Identify every line below that contains the word "small", and copy each of those lines.

* [RECORD EXTRACTS]
********
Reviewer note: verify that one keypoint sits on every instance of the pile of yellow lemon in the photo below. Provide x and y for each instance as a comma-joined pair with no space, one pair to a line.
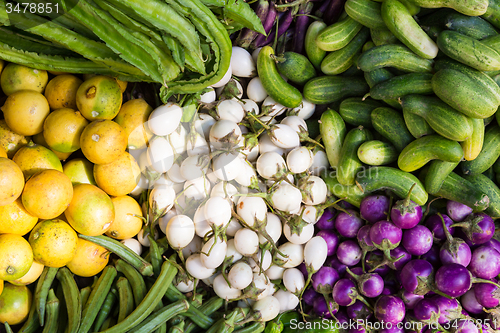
64,170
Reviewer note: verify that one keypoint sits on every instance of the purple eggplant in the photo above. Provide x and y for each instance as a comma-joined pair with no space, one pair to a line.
349,252
436,226
454,250
417,240
374,208
327,220
332,240
348,223
405,213
485,262
457,211
478,227
390,309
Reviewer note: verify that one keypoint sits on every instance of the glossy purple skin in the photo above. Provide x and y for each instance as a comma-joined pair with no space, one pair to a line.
470,303
449,309
348,225
321,308
358,311
457,211
410,299
344,292
462,256
335,263
425,309
485,262
488,229
413,269
453,280
374,208
309,296
435,225
327,220
349,253
371,285
390,309
384,231
417,240
331,239
324,278
487,294
408,219
432,256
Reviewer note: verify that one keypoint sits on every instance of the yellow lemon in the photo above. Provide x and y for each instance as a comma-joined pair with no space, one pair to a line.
53,242
89,260
16,257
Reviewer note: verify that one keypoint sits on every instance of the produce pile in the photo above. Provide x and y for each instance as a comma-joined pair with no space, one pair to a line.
221,166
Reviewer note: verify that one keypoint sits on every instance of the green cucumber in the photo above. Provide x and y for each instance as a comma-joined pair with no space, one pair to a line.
331,88
313,52
338,35
401,85
349,163
468,51
416,154
488,155
366,12
391,125
471,8
296,67
441,117
339,61
402,24
471,95
351,194
459,189
393,179
376,152
393,55
473,145
281,91
383,36
488,187
357,111
333,131
417,125
437,172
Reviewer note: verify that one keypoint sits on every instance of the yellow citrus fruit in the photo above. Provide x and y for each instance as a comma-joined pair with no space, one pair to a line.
25,111
47,194
62,130
80,171
103,141
119,177
89,260
33,158
16,77
53,242
10,140
40,140
11,181
15,304
133,117
91,211
127,221
61,91
15,219
99,98
33,274
16,257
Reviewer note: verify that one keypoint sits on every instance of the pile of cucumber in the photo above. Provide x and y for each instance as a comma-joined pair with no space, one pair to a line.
412,94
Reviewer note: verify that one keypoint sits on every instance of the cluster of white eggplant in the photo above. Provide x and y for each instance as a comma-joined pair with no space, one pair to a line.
224,192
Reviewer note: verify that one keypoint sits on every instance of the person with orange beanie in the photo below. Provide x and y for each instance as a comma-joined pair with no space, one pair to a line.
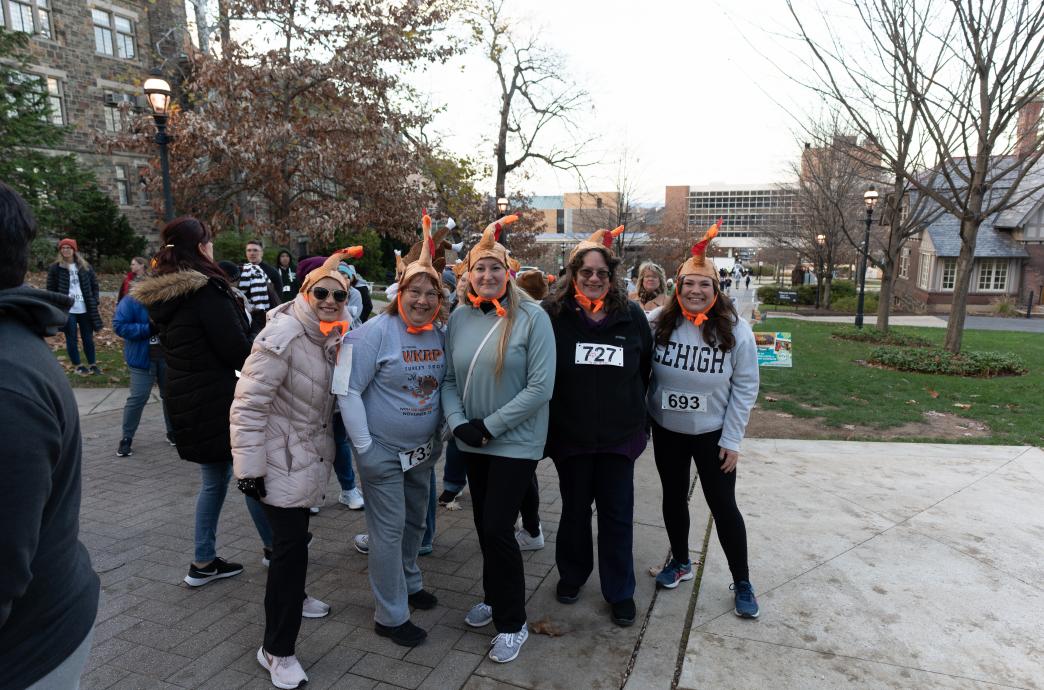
705,383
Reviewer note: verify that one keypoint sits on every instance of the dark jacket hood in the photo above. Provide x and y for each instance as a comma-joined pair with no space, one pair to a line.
168,287
43,312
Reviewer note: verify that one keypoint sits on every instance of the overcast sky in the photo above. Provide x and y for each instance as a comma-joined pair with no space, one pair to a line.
695,91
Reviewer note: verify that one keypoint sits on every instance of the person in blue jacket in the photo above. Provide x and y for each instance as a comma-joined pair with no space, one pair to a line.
144,357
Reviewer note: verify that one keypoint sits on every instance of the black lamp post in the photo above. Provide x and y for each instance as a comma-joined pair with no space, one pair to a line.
158,93
821,242
870,198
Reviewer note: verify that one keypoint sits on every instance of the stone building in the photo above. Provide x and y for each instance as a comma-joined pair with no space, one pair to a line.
92,57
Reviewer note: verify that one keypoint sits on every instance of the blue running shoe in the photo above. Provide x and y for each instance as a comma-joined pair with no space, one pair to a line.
746,604
673,573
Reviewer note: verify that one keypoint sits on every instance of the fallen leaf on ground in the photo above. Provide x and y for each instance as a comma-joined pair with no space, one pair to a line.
545,626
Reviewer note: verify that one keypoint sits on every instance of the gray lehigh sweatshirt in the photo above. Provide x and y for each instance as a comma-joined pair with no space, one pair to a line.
726,382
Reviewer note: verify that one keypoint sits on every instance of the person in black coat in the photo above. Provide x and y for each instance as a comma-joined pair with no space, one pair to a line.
206,336
597,421
72,276
48,590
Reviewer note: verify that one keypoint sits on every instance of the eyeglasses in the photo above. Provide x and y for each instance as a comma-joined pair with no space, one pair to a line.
322,293
417,294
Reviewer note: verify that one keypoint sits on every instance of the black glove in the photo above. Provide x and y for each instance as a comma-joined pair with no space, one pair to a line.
481,427
253,486
470,434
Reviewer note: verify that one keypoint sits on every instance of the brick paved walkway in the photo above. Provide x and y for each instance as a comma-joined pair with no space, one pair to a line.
155,632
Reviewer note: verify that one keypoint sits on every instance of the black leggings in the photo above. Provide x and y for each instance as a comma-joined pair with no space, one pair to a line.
672,452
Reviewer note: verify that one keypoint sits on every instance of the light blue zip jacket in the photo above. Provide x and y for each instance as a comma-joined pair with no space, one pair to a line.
514,406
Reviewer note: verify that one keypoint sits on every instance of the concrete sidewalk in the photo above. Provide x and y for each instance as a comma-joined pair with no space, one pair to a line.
877,565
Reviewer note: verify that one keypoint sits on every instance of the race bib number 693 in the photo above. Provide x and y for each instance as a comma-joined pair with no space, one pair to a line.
590,353
675,401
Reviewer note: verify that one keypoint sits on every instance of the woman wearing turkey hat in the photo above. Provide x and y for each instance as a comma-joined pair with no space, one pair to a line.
705,383
283,448
499,377
597,426
393,411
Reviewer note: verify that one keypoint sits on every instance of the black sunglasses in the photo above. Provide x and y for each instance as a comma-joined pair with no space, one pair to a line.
322,293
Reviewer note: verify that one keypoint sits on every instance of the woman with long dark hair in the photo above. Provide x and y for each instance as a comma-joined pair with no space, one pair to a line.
71,275
206,337
499,378
597,427
705,383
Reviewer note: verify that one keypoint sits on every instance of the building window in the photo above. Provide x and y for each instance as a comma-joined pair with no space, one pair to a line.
125,46
993,276
949,274
113,34
122,185
925,272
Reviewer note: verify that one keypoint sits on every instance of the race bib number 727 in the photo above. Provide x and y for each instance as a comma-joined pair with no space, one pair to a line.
590,353
677,401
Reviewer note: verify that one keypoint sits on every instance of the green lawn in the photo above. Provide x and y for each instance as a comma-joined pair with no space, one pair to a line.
828,381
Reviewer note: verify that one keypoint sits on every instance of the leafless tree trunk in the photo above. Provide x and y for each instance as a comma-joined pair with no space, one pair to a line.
536,97
963,70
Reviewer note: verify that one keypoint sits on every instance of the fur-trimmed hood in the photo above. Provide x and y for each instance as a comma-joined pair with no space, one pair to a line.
168,287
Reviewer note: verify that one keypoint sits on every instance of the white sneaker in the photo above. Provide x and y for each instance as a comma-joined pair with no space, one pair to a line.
352,498
529,543
286,671
506,645
314,609
480,614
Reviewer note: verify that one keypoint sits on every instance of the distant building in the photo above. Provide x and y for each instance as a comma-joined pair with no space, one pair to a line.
92,56
748,211
1009,260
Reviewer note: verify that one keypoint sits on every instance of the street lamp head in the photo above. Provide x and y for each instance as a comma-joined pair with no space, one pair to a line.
158,92
870,198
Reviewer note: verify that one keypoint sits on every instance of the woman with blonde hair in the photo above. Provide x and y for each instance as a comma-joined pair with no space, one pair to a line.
499,379
283,449
71,275
651,290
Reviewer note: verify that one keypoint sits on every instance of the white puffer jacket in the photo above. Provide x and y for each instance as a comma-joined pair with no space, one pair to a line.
282,413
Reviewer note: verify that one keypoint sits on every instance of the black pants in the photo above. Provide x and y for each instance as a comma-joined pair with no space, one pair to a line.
530,507
607,480
285,590
672,452
498,485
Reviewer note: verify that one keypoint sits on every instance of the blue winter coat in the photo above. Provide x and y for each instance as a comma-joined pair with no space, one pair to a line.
131,323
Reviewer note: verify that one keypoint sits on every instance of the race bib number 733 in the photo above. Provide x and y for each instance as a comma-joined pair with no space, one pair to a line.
410,458
675,401
590,353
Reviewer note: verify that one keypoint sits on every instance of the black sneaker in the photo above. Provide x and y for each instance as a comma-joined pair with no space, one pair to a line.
567,594
218,569
406,635
423,599
623,613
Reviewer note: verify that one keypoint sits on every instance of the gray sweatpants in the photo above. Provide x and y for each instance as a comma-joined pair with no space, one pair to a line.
397,506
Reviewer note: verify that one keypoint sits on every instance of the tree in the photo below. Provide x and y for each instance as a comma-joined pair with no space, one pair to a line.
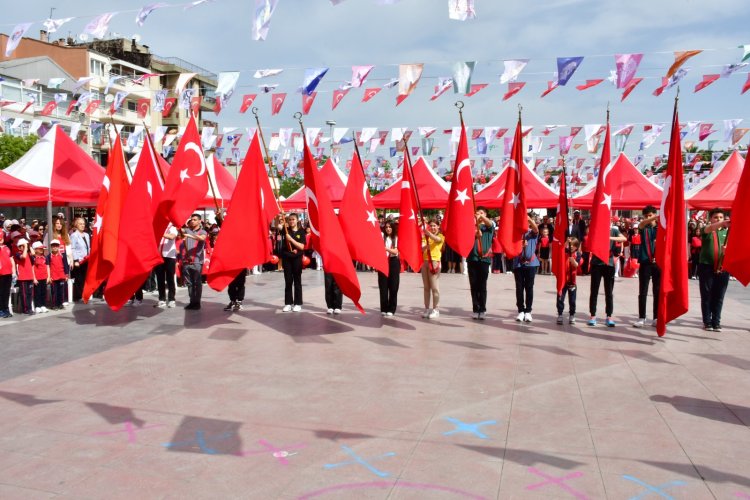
14,147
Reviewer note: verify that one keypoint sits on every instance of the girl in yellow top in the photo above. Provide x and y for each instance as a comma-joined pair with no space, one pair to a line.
432,246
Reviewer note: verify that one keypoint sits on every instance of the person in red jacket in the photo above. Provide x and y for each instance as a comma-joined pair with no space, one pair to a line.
25,273
41,277
6,279
59,271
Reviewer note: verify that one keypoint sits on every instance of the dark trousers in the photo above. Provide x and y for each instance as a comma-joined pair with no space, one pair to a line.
165,279
58,292
388,286
292,280
334,297
478,273
79,278
571,293
236,288
6,281
25,289
40,294
524,287
648,271
597,273
712,286
192,275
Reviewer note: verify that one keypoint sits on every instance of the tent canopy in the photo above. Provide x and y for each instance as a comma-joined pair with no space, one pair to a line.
333,179
432,190
631,190
719,188
538,193
67,172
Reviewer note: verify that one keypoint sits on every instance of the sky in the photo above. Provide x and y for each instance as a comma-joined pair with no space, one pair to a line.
314,33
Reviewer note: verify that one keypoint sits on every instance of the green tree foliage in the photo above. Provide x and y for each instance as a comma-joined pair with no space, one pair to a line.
12,148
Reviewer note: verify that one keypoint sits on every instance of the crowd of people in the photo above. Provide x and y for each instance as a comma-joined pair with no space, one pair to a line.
55,276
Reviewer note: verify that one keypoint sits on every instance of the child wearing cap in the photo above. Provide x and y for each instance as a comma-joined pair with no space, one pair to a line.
6,279
41,277
25,272
59,270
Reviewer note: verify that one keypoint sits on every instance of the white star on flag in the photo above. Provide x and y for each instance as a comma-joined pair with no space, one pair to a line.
462,196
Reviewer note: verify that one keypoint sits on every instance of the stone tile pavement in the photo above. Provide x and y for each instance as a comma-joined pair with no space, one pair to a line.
150,403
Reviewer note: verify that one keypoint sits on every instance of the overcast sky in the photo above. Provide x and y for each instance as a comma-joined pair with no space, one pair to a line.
313,33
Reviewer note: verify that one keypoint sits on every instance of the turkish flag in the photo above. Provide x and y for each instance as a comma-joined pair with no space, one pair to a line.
92,106
707,80
106,228
514,222
370,93
307,101
143,106
736,257
169,104
138,252
359,221
187,182
599,228
277,100
337,96
326,235
247,101
459,223
513,89
48,108
560,261
589,84
671,237
243,240
409,233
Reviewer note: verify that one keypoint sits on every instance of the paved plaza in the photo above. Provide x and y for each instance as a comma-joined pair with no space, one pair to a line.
149,403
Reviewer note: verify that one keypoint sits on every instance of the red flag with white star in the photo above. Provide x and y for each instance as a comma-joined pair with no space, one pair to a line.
107,225
459,224
359,221
514,221
601,208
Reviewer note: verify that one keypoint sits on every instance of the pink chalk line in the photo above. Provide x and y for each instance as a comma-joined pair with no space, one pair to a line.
386,484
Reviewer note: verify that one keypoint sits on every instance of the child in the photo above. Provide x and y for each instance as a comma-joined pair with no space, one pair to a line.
6,279
59,270
25,271
41,277
572,252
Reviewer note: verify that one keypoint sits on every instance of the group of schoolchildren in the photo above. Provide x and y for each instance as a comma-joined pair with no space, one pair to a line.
35,271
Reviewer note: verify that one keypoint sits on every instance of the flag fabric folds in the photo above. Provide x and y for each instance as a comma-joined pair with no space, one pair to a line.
243,240
459,225
671,237
326,235
736,256
359,221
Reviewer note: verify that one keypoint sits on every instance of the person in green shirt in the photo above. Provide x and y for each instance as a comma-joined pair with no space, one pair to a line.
478,263
712,278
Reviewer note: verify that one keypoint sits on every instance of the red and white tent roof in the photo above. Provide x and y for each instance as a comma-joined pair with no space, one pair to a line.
538,194
631,190
719,187
432,190
334,181
56,163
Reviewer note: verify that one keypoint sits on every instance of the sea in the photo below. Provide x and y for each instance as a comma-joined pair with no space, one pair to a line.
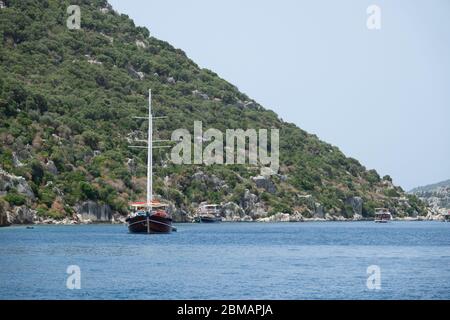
311,260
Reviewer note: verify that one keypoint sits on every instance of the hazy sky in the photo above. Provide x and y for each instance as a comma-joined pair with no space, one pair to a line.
381,96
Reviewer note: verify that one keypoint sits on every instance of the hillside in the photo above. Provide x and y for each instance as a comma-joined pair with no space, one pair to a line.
67,98
437,195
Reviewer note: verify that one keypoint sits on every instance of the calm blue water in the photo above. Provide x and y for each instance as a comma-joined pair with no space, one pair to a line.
228,261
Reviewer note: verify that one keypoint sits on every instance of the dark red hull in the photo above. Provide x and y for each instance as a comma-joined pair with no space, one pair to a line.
149,224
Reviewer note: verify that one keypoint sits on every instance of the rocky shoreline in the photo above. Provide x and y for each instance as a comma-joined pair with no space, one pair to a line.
92,213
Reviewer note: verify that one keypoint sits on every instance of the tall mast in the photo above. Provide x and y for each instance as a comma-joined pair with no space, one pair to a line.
150,152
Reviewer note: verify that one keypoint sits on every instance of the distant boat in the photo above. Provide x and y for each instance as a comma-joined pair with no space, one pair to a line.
382,215
209,213
149,216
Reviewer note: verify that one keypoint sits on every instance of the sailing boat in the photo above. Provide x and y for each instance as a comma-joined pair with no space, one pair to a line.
149,216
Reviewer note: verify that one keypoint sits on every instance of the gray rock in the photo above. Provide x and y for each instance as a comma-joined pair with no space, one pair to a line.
252,205
3,214
265,183
209,181
94,212
22,215
10,181
356,203
199,94
231,211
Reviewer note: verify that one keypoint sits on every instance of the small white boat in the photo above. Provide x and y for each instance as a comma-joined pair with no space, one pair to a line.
382,215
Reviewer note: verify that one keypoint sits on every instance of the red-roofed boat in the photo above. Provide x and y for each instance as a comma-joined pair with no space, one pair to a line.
149,216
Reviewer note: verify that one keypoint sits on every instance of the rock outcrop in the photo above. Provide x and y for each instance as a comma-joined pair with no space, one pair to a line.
265,183
10,181
3,214
91,211
22,215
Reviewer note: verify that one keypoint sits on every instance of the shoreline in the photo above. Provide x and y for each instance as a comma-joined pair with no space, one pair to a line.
73,223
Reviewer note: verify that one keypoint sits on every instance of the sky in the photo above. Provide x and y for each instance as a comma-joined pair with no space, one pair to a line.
382,96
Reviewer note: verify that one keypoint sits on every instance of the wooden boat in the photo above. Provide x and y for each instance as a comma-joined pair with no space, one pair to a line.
149,216
382,215
209,213
149,219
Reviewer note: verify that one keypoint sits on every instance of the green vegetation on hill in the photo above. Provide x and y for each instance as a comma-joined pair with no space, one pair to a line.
67,98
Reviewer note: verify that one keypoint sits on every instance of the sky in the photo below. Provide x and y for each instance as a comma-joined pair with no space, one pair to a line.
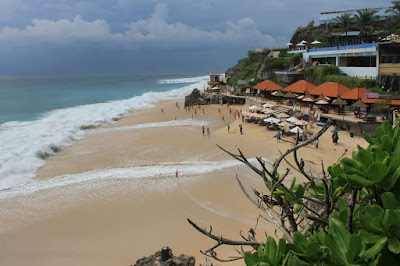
72,36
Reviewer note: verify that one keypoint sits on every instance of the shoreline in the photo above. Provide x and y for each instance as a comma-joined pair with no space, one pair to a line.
117,220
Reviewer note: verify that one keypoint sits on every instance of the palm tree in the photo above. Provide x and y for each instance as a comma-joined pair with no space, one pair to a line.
344,21
395,8
366,20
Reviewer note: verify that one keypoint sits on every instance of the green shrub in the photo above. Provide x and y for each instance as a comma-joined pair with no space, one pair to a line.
364,229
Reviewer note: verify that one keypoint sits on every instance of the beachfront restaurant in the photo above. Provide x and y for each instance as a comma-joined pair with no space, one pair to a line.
359,60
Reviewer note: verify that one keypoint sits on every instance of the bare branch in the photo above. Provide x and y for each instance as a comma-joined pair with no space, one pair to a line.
224,241
298,146
284,230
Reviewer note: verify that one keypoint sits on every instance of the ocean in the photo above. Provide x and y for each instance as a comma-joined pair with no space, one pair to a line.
41,115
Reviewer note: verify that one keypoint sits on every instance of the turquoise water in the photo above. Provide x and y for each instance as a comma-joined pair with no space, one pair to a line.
42,115
24,98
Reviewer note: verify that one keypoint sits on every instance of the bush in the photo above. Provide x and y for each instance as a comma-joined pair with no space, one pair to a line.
364,226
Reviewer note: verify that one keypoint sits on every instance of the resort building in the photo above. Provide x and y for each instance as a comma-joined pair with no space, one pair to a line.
361,60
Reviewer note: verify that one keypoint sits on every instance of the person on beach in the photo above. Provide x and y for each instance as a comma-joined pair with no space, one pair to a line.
301,163
278,136
335,137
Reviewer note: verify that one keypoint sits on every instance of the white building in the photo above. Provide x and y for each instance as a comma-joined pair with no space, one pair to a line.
361,60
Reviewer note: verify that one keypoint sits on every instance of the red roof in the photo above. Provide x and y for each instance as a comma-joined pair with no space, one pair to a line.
301,86
355,94
268,85
330,89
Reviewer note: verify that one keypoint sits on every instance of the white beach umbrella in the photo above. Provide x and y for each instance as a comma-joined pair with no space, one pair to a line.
292,119
283,115
296,129
284,124
267,111
302,123
272,120
316,42
267,105
322,102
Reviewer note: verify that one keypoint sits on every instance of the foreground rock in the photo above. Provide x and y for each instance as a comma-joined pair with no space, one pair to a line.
164,257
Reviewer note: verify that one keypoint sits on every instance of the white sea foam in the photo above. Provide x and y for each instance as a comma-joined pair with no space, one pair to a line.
160,171
25,145
173,123
182,80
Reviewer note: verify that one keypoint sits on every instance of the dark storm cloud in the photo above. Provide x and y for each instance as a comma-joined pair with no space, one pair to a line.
89,35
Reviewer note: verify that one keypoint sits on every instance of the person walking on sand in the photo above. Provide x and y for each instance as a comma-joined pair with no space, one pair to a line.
301,163
278,136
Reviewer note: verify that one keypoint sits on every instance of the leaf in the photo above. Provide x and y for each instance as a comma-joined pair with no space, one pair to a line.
299,191
391,180
378,153
375,249
395,162
368,238
340,236
354,248
379,133
394,245
335,170
293,183
250,258
357,181
300,242
377,171
342,204
389,200
369,139
387,143
387,128
365,157
270,249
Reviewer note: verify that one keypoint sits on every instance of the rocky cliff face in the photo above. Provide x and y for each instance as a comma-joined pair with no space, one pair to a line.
309,35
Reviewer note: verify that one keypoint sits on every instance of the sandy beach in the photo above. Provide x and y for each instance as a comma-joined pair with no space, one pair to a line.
113,196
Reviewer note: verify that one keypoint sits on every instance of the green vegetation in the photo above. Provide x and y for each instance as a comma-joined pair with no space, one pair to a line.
361,222
247,71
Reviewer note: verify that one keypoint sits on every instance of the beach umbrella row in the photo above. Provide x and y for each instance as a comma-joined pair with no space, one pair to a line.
296,130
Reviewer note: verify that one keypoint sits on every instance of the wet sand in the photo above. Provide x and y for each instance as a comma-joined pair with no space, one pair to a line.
115,221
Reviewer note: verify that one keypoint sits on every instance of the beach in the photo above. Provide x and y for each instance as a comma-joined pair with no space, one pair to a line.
125,190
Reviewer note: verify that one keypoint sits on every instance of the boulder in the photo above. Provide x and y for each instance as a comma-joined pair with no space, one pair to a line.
164,257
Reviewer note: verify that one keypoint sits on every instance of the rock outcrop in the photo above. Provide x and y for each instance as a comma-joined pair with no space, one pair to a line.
164,257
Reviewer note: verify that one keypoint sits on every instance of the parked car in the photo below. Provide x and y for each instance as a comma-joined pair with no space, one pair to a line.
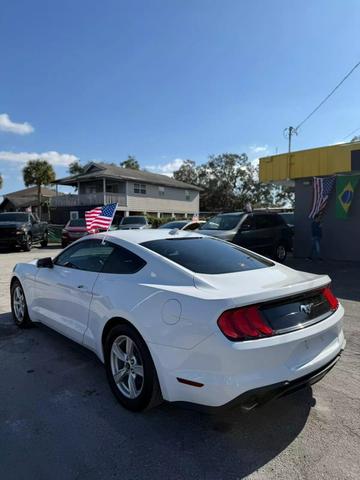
********
* [SOLUTION TO THE EXERCISE]
Reviewer note: verify that one keypoint sits on every instance of the small white boat in the photo above. Provide x and y for each instance as a comma-joined pair with no space, one pair to a line.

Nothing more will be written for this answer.